WHAT THIS TASK INVOLVES:
Copy out every one of the records below, line for line, with no changes.

RECORDS PROVIDED:

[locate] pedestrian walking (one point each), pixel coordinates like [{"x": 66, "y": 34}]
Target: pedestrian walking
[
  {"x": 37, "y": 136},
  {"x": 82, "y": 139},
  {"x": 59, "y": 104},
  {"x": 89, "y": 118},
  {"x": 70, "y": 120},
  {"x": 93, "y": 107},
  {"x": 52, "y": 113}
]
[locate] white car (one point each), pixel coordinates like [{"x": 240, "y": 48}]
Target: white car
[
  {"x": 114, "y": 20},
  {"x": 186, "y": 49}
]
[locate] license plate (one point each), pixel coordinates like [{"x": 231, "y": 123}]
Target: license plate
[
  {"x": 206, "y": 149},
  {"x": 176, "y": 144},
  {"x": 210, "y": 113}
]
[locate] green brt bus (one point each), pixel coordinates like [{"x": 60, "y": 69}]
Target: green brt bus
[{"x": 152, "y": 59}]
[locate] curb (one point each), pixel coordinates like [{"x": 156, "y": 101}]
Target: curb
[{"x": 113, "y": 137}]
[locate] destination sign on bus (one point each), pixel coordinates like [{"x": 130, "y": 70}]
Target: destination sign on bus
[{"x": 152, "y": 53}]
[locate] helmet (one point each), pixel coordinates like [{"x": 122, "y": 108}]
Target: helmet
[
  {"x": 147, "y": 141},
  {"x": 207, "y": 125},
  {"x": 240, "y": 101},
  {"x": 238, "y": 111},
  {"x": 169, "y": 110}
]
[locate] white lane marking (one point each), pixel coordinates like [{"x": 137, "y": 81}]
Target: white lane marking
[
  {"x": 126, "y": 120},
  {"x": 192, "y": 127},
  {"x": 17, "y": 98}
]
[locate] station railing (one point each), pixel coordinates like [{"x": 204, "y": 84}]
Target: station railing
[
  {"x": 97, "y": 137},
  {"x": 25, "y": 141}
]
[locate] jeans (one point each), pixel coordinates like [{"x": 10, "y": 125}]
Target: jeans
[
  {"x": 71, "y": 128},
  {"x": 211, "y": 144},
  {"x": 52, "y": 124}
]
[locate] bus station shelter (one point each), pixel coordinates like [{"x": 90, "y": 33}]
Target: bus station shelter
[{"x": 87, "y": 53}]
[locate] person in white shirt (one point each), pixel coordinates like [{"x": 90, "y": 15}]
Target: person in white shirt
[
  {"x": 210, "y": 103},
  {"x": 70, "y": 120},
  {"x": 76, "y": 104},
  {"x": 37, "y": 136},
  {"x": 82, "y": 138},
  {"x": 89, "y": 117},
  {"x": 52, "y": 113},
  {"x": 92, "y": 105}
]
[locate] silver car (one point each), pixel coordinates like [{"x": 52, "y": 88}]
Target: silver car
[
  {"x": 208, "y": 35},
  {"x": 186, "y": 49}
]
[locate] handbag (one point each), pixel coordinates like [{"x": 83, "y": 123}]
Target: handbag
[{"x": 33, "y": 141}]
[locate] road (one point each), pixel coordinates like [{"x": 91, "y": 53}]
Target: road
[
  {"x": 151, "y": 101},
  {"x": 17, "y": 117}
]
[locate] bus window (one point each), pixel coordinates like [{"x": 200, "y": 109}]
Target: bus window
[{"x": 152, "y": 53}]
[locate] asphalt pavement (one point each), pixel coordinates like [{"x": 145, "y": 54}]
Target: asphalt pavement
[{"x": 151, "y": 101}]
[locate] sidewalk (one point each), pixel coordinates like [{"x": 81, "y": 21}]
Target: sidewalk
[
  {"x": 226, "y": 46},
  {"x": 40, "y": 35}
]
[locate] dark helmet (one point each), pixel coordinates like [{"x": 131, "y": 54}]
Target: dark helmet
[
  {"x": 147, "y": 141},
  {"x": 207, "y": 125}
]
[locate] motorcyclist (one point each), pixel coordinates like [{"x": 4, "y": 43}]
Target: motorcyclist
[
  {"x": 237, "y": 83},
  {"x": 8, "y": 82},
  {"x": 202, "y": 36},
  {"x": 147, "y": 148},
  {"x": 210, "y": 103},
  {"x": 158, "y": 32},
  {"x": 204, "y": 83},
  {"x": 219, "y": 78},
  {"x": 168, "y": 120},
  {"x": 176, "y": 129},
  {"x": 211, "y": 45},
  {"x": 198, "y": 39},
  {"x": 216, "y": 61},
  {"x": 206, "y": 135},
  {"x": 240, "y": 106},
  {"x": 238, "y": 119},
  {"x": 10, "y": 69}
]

WORKED SOLUTION:
[locate] pedestrian walking (one point each), pixel coordinates like [{"x": 66, "y": 34}]
Target: pedestrian walking
[
  {"x": 37, "y": 136},
  {"x": 82, "y": 139},
  {"x": 59, "y": 104},
  {"x": 89, "y": 118},
  {"x": 70, "y": 120},
  {"x": 93, "y": 107},
  {"x": 52, "y": 113}
]
[locate] white car (one point each), pixel coordinates like [{"x": 240, "y": 48}]
Target: white car
[
  {"x": 114, "y": 20},
  {"x": 186, "y": 49}
]
[locate] license plate (one point each), pixel coordinates like [{"x": 231, "y": 123}]
Target: license plate
[
  {"x": 206, "y": 149},
  {"x": 176, "y": 144},
  {"x": 210, "y": 113}
]
[locate] green brt bus (one point each), pixel coordinates like [{"x": 60, "y": 69}]
Target: green brt bus
[{"x": 152, "y": 59}]
[locate] curb (one point each), pixel coordinates like [{"x": 156, "y": 101}]
Target: curb
[{"x": 113, "y": 137}]
[locate] destination sign on bus (one point each), pixel coordinates like [{"x": 130, "y": 70}]
Target: destination sign on bus
[{"x": 152, "y": 53}]
[locate] helmet (one point each), pixel coordinates like [{"x": 122, "y": 108}]
Target: helmet
[
  {"x": 147, "y": 141},
  {"x": 207, "y": 125},
  {"x": 240, "y": 101},
  {"x": 238, "y": 111},
  {"x": 169, "y": 110}
]
[locate] white lane marking (one point each), pixel coordinates like [{"x": 137, "y": 81}]
Target: white lane marking
[
  {"x": 126, "y": 120},
  {"x": 192, "y": 127},
  {"x": 17, "y": 98}
]
[locate] station railing (one point each), pixel coordinates like [{"x": 204, "y": 84}]
Target: station railing
[
  {"x": 97, "y": 137},
  {"x": 25, "y": 141}
]
[locate] jeans (one point each), pixel coordinates like [{"x": 10, "y": 125}]
Target: jeans
[
  {"x": 71, "y": 128},
  {"x": 211, "y": 144},
  {"x": 52, "y": 124}
]
[locate] bus station shelter (one point each), pixel coordinates like [{"x": 90, "y": 33}]
Target: bus station shelter
[{"x": 87, "y": 53}]
[locate] person in white shirt (one point each), pixel coordinates like [{"x": 90, "y": 15}]
Target: person in white shirt
[
  {"x": 210, "y": 103},
  {"x": 70, "y": 120},
  {"x": 76, "y": 104},
  {"x": 37, "y": 136},
  {"x": 82, "y": 138},
  {"x": 89, "y": 117},
  {"x": 52, "y": 113},
  {"x": 92, "y": 105}
]
[locate] silver car (one point each), pixel coordinates like [{"x": 52, "y": 88}]
Target: silver car
[
  {"x": 208, "y": 35},
  {"x": 186, "y": 49}
]
[locate] handbag (one point each), pixel coordinates like [{"x": 83, "y": 123}]
Target: handbag
[{"x": 33, "y": 141}]
[locate] road (one point each), pixel coordinates like [{"x": 91, "y": 53}]
Target: road
[
  {"x": 151, "y": 101},
  {"x": 17, "y": 117}
]
[locate] bus window (one point each), pixel coordinates like [{"x": 200, "y": 109}]
Target: bus window
[{"x": 152, "y": 53}]
[locate] asphalt pavement (one point each), pixel coordinates like [{"x": 145, "y": 54}]
Target: asphalt pavement
[{"x": 151, "y": 101}]
[locate] sidewalk (one point each), pixel coordinates like [{"x": 81, "y": 21}]
Target: sidewalk
[
  {"x": 226, "y": 46},
  {"x": 40, "y": 35}
]
[locate] dark helmet (one point each), pixel coordinates like [{"x": 131, "y": 54}]
Target: dark helmet
[
  {"x": 147, "y": 141},
  {"x": 207, "y": 125}
]
[locate] motorcyclist (one point each), pixel coordinates like [{"x": 4, "y": 43}]
Target: motorcyclist
[
  {"x": 237, "y": 83},
  {"x": 8, "y": 82},
  {"x": 202, "y": 36},
  {"x": 147, "y": 148},
  {"x": 210, "y": 103},
  {"x": 158, "y": 32},
  {"x": 204, "y": 83},
  {"x": 219, "y": 78},
  {"x": 168, "y": 120},
  {"x": 176, "y": 129},
  {"x": 211, "y": 45},
  {"x": 198, "y": 39},
  {"x": 216, "y": 61},
  {"x": 206, "y": 135},
  {"x": 240, "y": 106},
  {"x": 238, "y": 119},
  {"x": 10, "y": 69}
]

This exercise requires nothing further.